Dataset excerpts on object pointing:
··········

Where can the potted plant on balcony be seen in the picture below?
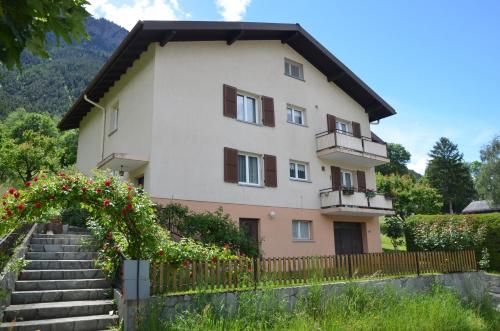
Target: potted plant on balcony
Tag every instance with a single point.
(370, 193)
(346, 190)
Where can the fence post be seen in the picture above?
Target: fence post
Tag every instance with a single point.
(417, 263)
(254, 260)
(349, 267)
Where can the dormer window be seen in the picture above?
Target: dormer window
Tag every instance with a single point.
(294, 69)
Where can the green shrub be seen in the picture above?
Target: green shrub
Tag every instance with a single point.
(454, 232)
(210, 228)
(74, 216)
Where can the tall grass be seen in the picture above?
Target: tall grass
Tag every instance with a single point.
(353, 308)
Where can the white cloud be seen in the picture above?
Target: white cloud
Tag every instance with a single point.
(232, 10)
(127, 14)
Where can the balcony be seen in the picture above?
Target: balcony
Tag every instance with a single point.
(343, 147)
(353, 203)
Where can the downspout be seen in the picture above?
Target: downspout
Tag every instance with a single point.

··········

**The problem:**
Copy out the whole listing above with "Tag" swapped for "Mark" everywhere and nothing else changed. Leave the pictures out.

**Correct result:**
Where can the potted plant on balcony be seen in the picture below?
Target: potted plant on balcony
Mark every instance with a single point.
(370, 193)
(346, 190)
Where can the fence post be seen in the picture above?
Target: fence post
Mark every instance with a single point.
(417, 263)
(254, 260)
(349, 267)
Where can the dormer window be seen in the picture above?
Target: dormer window
Mark every instance with a single point.
(294, 69)
Where can the green shrub be seen in the picture above?
Target: green shrub
Mark every instance with a single point.
(454, 232)
(210, 228)
(74, 216)
Where can the tall grass be seen in the picture above?
Target: tall grass
Mark every instance with a single point.
(353, 308)
Where can the white cloud be seen in the picture above?
Target: white cloud
Mark every instance with a single point.
(232, 10)
(127, 14)
Where can the balcony be seen in the picture above?
Target: balcony
Mark every instance with a single point.
(343, 147)
(353, 203)
Where can the downspout be seen in the picture above?
Target: downspout
Mark every instance with a single point.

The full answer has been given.